━━━ QUOTED PASSAGE ━━━

Record Fentanyl Seizure by DEA Phoenix, Scottsdale Police & the Arizona Attorney General’s Office as DEA Announces Nationwide Public Safety Surge
Over 9.5 Million Counterfeit Pills Have Been Seized in Arizona since January 2021
Nearly 1.7 Million Fentanyl Pills & 10 KG of Fentanyl Powder Seized on December 14, 2021, from one Phoenix Valley Investigation
PHOENIX - As U.S. overdose deaths reach a devastating new height, claiming a new victim every five minutes, the Drug Enforcement Administration has revealed a direct link between fentanyl-related overdose deaths and criminal drug networks in Mexico. These groups are harnessing social media platforms to bring drugs laced with fentanyl and fake prescription pills into American homes with one click on a smartphone. In a Washington, D.C., press conference, DEA Administrator Anne Milgram announced the results of a public safety surge that lasted from September 29, 2021, through December 14, 2021. The surge targeted criminal drug networks that are harnessing the anonymity and accessibility of social media apps to push deadly drugs into American communities.
On December 14th, 2021, in partnership with the Scottsdale Police Department and the Arizona Attorney General’s Office, a record seizure of almost 1.7 million fentanyl pills and 10 kilograms of fentanyl powder was seized in a single investigation in the valley. During the two month public safety surge, the DEA Phoenix Field Division announced total seizures of over three million fentanyl pills, 45 kilograms of fentanyl powder, 35 firearms and over 40 arrests.
Southern Arizona is a gateway for drugs to enter not only Arizona, but for the entire United States. Since January 2021, the DEA Phoenix Field Division which serves the State of Arizona, along with our state, local, and federal law enforcement partners have seized over 9.5 million counterfeit pills to date.

━━━ DATA LISTING ━━━

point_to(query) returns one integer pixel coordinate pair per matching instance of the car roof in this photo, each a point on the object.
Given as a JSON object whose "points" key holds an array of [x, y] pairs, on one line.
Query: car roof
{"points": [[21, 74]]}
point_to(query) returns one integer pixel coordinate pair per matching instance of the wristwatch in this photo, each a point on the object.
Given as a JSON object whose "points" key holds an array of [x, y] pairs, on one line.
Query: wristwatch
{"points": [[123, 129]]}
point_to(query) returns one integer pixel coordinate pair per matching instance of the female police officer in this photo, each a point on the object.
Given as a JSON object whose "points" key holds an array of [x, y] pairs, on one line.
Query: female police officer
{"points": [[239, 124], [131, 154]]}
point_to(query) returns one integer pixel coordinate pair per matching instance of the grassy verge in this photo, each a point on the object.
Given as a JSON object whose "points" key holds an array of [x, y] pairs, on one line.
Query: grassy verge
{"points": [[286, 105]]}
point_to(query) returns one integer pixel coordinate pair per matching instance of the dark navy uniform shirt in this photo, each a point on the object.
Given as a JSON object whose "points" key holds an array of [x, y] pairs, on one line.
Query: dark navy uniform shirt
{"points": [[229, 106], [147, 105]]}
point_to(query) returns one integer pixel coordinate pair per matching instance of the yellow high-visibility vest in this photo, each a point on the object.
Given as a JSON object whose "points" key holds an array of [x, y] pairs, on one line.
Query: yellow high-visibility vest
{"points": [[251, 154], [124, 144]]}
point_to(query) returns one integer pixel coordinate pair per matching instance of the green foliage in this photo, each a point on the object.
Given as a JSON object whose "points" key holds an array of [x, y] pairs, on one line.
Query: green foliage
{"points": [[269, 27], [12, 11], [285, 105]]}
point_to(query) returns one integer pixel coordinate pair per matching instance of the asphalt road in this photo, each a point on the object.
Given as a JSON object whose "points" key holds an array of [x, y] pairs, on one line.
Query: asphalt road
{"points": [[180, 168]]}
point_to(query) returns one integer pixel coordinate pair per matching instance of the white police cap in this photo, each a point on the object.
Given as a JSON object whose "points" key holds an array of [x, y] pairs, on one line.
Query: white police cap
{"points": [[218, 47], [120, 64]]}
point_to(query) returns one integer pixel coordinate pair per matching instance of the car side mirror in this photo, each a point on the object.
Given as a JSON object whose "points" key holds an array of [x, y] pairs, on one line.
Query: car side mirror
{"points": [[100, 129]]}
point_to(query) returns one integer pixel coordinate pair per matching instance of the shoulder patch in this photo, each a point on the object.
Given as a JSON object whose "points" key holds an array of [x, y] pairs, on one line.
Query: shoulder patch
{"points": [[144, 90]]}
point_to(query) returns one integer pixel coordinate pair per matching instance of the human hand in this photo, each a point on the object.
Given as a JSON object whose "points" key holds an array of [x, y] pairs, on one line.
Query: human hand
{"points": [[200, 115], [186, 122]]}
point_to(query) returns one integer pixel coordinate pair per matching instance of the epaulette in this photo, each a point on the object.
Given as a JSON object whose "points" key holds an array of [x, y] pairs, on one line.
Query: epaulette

━━━

Print the part of the fentanyl seizure announcement from "Southern Arizona is" up to and including "pills to date.". The records have nothing to do with the text.

Southern Arizona is a gateway for drugs to enter not only Arizona, but for the entire United States. Since January 2021, the DEA Phoenix Field Division which serves the State of Arizona, along with our state, local, and federal law enforcement partners have seized over 9.5 million counterfeit pills to date.